Lo que se pide: Reescribe cada línea del listado siguiente como una fila de una tabla en Markdown con las columnas «N.º», que lleva el número de fila, y «Línea», que lleva la línea sin cambios. Omite las líneas en blanco.

[Extractos de un conjunto de datos de etiquetado de puntos]
----

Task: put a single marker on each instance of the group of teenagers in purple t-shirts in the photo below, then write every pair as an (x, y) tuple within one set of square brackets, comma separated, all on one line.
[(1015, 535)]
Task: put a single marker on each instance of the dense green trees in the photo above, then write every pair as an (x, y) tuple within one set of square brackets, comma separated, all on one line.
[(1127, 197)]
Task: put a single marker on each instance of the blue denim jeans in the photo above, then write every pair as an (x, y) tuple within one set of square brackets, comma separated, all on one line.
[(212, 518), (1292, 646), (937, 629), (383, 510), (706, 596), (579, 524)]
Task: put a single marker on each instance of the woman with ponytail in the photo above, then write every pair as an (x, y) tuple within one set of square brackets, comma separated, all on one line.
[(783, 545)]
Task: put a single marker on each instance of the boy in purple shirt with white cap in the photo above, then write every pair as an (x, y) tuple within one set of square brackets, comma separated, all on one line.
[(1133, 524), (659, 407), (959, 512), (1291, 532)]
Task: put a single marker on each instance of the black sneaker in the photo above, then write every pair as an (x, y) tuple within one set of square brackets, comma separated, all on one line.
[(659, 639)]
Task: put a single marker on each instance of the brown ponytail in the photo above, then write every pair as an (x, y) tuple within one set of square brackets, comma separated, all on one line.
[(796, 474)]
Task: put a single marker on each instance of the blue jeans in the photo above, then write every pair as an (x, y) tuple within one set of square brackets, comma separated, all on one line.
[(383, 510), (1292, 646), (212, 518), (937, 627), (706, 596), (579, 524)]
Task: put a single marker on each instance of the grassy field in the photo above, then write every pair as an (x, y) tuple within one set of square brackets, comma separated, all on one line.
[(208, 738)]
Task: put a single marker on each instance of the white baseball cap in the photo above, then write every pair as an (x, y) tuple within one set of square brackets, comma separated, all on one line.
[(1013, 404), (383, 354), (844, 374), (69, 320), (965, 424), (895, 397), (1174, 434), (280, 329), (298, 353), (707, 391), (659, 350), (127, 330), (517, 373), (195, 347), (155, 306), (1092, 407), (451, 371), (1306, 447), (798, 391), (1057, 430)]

----

Respuesta completa:
| N.º | Línea |
|---|---|
| 1 | Task: put a single marker on each instance of the group of teenagers in purple t-shirts in the photo below, then write every pair as an (x, y) tuple within one set of square brackets, comma separated, all on one line. |
| 2 | [(1015, 535)] |
| 3 | Task: put a single marker on each instance of the dense green trees in the photo above, then write every pair as an (x, y) tuple within one set of square brackets, comma separated, all on one line. |
| 4 | [(1127, 197)] |
| 5 | Task: put a single marker on each instance of the blue denim jeans in the photo above, then write every pair as an (x, y) tuple within one set of square brackets, comma separated, all on one line. |
| 6 | [(212, 518), (1292, 646), (937, 629), (383, 510), (706, 596), (579, 524)] |
| 7 | Task: put a single marker on each instance of the woman with ponytail in the photo above, then write every pair as an (x, y) tuple within one set of square brackets, comma separated, all on one line. |
| 8 | [(783, 545)] |
| 9 | Task: put a single marker on each instance of the boy in purple shirt with white cap in the photo above, then write every pair as an (x, y) tuple within one set of square brackets, comma separated, all on one line. |
| 10 | [(1133, 524), (659, 407), (959, 512), (1291, 532)] |
| 11 | Task: put a single marker on each instance of the black sneaker in the photo above, then write every pair as an (x, y) tuple within one set of square brackets, comma separated, all on one line. |
| 12 | [(659, 639)] |
| 13 | Task: put a single marker on each instance of the brown ponytail in the photo above, then write every pair as an (x, y) tuple within one set of square brackets, comma separated, all on one line. |
| 14 | [(796, 474)] |
| 15 | Task: put a single marker on each instance of the blue jeans in the photo above, then write every pair as an (x, y) tuple within one set of square brackets, comma separated, all on one line. |
| 16 | [(383, 510), (1292, 646), (212, 518), (937, 627), (706, 596), (579, 524)] |
| 17 | Task: put a single marker on each instance of the grassy field in the photo above, then write every pair as an (x, y) tuple within one set of square brackets, comma separated, all on one line. |
| 18 | [(208, 738)] |
| 19 | Task: put a single marker on each instance of the white baseball cap in the photo above, then write every pair as an (x, y) tuple within one set of square brackets, comma separated, all on one line. |
| 20 | [(1013, 404), (383, 354), (844, 374), (69, 320), (965, 424), (895, 397), (1174, 434), (280, 329), (298, 353), (707, 391), (659, 350), (127, 330), (517, 373), (195, 347), (155, 306), (1092, 407), (451, 371), (1306, 447), (798, 391), (1057, 430)] |